Would you repeat the whole listing exactly?

**Exercise material**
★ ★ ★ ★ ★
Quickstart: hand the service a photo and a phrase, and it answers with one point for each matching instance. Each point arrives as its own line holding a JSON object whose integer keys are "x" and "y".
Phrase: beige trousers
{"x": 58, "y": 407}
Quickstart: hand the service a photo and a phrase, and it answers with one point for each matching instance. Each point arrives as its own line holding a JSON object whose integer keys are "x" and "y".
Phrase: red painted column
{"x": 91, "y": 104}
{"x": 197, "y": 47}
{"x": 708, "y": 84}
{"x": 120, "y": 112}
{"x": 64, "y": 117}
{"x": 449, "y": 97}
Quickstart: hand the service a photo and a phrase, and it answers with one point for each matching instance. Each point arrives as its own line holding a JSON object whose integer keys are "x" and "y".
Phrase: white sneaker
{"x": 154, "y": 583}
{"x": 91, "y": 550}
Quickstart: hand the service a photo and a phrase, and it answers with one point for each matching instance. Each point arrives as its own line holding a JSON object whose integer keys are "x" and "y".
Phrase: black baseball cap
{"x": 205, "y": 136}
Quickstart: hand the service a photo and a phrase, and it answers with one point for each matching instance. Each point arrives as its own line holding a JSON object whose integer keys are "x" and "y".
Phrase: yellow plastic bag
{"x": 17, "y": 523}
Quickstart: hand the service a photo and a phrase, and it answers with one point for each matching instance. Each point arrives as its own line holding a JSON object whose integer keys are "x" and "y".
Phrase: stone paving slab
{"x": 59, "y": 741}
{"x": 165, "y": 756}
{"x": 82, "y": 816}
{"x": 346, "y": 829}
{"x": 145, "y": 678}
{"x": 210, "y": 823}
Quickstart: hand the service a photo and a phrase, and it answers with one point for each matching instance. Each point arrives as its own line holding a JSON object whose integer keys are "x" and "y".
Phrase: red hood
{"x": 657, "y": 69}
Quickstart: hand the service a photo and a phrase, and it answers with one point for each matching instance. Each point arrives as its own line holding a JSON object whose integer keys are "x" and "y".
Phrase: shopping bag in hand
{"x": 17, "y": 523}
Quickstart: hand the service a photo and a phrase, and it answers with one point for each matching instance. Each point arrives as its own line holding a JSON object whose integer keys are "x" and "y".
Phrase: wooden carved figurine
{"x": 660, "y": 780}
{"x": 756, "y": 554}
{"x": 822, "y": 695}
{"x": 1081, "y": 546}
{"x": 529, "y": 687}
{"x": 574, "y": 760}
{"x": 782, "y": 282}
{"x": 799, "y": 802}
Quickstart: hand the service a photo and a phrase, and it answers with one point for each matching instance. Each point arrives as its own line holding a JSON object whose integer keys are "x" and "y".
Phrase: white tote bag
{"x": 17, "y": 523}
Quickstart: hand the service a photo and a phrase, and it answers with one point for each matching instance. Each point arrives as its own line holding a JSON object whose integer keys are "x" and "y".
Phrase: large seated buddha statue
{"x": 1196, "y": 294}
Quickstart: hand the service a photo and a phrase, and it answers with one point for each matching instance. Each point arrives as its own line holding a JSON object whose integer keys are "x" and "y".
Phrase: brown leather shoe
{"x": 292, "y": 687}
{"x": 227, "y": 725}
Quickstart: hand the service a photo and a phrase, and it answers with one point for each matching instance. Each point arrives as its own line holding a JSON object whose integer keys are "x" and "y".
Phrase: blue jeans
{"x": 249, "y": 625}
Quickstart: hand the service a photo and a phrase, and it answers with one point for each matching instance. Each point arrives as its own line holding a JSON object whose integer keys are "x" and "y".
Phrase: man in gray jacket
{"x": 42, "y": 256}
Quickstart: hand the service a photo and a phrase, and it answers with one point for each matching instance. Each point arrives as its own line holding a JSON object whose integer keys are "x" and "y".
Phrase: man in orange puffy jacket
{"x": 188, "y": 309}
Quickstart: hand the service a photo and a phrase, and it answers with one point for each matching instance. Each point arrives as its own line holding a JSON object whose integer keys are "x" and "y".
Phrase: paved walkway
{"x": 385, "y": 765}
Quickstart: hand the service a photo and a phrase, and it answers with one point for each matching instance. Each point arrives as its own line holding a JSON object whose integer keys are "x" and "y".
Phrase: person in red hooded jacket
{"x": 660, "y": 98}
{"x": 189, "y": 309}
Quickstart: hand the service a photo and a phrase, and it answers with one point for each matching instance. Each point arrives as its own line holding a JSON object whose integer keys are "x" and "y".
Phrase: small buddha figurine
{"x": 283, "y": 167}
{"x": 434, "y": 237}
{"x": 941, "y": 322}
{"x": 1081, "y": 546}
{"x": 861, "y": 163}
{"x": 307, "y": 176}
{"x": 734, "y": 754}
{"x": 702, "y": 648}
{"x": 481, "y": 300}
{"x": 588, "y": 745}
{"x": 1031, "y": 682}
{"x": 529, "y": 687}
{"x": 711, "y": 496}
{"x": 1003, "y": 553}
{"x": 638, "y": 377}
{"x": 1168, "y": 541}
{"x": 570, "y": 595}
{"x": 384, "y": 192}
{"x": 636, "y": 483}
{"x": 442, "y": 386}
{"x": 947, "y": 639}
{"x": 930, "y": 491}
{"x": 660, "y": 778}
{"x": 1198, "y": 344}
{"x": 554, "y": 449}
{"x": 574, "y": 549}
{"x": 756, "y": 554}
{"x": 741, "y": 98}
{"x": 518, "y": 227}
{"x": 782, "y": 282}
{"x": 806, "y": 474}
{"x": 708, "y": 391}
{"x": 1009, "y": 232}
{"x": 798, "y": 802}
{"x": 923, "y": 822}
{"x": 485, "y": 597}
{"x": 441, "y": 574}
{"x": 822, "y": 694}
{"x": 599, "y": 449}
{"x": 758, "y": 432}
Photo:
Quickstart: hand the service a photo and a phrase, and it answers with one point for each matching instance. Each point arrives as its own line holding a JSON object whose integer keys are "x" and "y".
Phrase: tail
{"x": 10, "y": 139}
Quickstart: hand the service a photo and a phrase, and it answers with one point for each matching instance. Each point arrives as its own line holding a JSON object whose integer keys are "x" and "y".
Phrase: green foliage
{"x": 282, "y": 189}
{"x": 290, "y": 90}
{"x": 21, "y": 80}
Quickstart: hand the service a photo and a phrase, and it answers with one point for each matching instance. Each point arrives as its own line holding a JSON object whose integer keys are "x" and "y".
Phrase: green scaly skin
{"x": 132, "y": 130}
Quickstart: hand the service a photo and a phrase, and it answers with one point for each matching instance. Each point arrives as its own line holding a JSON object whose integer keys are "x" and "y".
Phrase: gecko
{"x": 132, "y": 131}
★ ★ ★ ★ ★
**Solution below**
Quickstart: hand the service a photo and a phrase, and it answers with one point for each matching instance. Each point arrives as its own line holding a JSON object whose integer keys are "x" and "y".
Phrase: beige trousers
{"x": 58, "y": 407}
Quickstart: hand the service a photo and a phrase, and it answers with one point for each matching instance. Each point arrives as its own line holding a JSON object whose integer keys are "x" and "y".
Phrase: red painted column
{"x": 91, "y": 104}
{"x": 197, "y": 47}
{"x": 708, "y": 84}
{"x": 120, "y": 112}
{"x": 64, "y": 117}
{"x": 449, "y": 97}
Quickstart: hand the service a photo and a phrase, and it answers with one point for each matching instance. Each point arrives as its own line holding a JSON object whose integer keys are "x" and "y".
Phrase: white sneaker
{"x": 154, "y": 583}
{"x": 91, "y": 550}
Quickstart: hand the service a photo and a phrase, and it answers with one point for each matching instance. Each point arrives as its own line holding a JSON object whose integer keys are "x" and "y".
Phrase: black baseball cap
{"x": 205, "y": 136}
Quickstart: hand the service a photo and a phrase, and it answers with one point for each matching instance. Each point arrives as its own line holding a JSON object whose integer keys are "x" and "y".
Phrase: yellow plastic bag
{"x": 17, "y": 523}
Quickstart: hand the service a photo and a phrase, and it answers with one point for each matching instance. Each point arrives as its own line holding a JSON object whose integer keys are "x" and "y".
Phrase: stone paving slab
{"x": 59, "y": 741}
{"x": 165, "y": 756}
{"x": 82, "y": 816}
{"x": 346, "y": 829}
{"x": 145, "y": 678}
{"x": 210, "y": 823}
Quickstart: hand the service a photo and a phrase, and it answers with one point for each matching instance. Each point arrives as its own line holding a JSON object whose integer keys are "x" and "y".
Phrase: red hood
{"x": 657, "y": 69}
Quickstart: hand the service a photo and a phrase, and it answers with one point for each matching instance. Each point arrives as its own line holding a JSON object whose integer keys are "x" and "y".
Phrase: shopping bag in hand
{"x": 17, "y": 523}
Quickstart: hand the service a photo and a phrase, and it answers with one point for each matching instance. Each point arrives as its own line holding a JSON object whose integer keys are "x" and "y".
Phrase: wooden carved figurine
{"x": 660, "y": 780}
{"x": 756, "y": 554}
{"x": 822, "y": 695}
{"x": 1081, "y": 546}
{"x": 529, "y": 687}
{"x": 574, "y": 760}
{"x": 782, "y": 282}
{"x": 799, "y": 802}
Quickstart: hand the service a photo and a phrase, and it answers with one point for each matching instance. Each point arrives as its own line holding a JSON object whose integer keys are "x" and "y".
Phrase: white tote bag
{"x": 17, "y": 523}
Quickstart: hand the service a photo and a phrase, and it answers with one point for each matching instance. Each point arrives as its own line holding a JSON object whose integer keys are "x" and "y".
Phrase: large seated buddha statue
{"x": 1196, "y": 294}
Quickstart: hand the service a photo and a phrase, and it answers with one point for each matching instance. Each point arrives as its own line holding a JSON object whose integer keys are "x" and "y".
Phrase: brown leather shoe
{"x": 292, "y": 687}
{"x": 227, "y": 725}
Quickstart: hand the service a photo and a phrase, and it answers with one point for each matching instance. Each point arrives as its own line holding a JSON object whose integer keys are "x" and "y".
Phrase: blue jeans
{"x": 249, "y": 625}
Quickstart: hand the service a photo and a phrase, and it answers with one point for each matching instance. Each point arrives as its own line holding a JSON object whose integer keys are "x" and "y".
Phrase: man in gray jacket
{"x": 42, "y": 256}
Quickstart: hand the service a photo and a phrase, and it answers with one point for each matching instance. Each point arrives as its own line holding a JSON object whose integer keys are "x" and "y".
Phrase: man in orange puffy jacket
{"x": 188, "y": 309}
Quickstart: hand the service a photo and a phrase, and it answers with one point for each matching instance. Each point arrives as its own line holding a JSON object whose integer keys are "x" and "y".
Phrase: paved walkway
{"x": 385, "y": 765}
Quickstart: hand the service a photo and a phrase, and it answers with one point for each matching instance. Each point arrives as its own line holding a JSON object whose integer keys are "x" and "y".
Phrase: person in red hooded jacket
{"x": 660, "y": 98}
{"x": 189, "y": 309}
Quickstart: hand the service a photo and a phrase, and it answers with one point for each matching instance. Each point arrives as its own line holding a JSON object whose integer keys are "x" and "y".
Phrase: small buddha figurine
{"x": 283, "y": 167}
{"x": 434, "y": 237}
{"x": 941, "y": 322}
{"x": 1081, "y": 546}
{"x": 861, "y": 163}
{"x": 307, "y": 176}
{"x": 734, "y": 754}
{"x": 702, "y": 648}
{"x": 481, "y": 300}
{"x": 588, "y": 745}
{"x": 1031, "y": 682}
{"x": 529, "y": 687}
{"x": 711, "y": 496}
{"x": 1003, "y": 553}
{"x": 638, "y": 377}
{"x": 1168, "y": 541}
{"x": 570, "y": 595}
{"x": 384, "y": 192}
{"x": 636, "y": 483}
{"x": 442, "y": 386}
{"x": 947, "y": 639}
{"x": 930, "y": 491}
{"x": 660, "y": 778}
{"x": 1198, "y": 344}
{"x": 554, "y": 449}
{"x": 574, "y": 549}
{"x": 756, "y": 554}
{"x": 741, "y": 98}
{"x": 518, "y": 227}
{"x": 782, "y": 282}
{"x": 806, "y": 474}
{"x": 708, "y": 391}
{"x": 1009, "y": 232}
{"x": 798, "y": 802}
{"x": 923, "y": 822}
{"x": 485, "y": 597}
{"x": 441, "y": 574}
{"x": 822, "y": 694}
{"x": 599, "y": 449}
{"x": 758, "y": 432}
Photo:
Quickstart: hand the service a photo and a phrase, and it answers with one point for each matching instance. Each point arrives as its own line holding a JSON object whose integer keys are "x" and "y".
Phrase: tail
{"x": 10, "y": 139}
Quickstart: hand the service a photo and a phrase, and it answers with one point for each matching instance. Each point arrives as its own line holding a JSON object whose integer keys are "x" and "y".
Phrase: green foliage
{"x": 282, "y": 189}
{"x": 290, "y": 90}
{"x": 21, "y": 80}
Quickstart: hand the service a photo and a phrase, and it answers with one point for each matching instance. Each point arrives as its own line holding a JSON object whose integer keys are "x" and "y".
Phrase: green scaly skin
{"x": 132, "y": 130}
Quickstart: hand the service a photo and a phrase, and it answers with one point for each matching instance. Each point arrives as its own line holding a JSON object whose integer keys are "x" and "y".
Phrase: gecko
{"x": 132, "y": 131}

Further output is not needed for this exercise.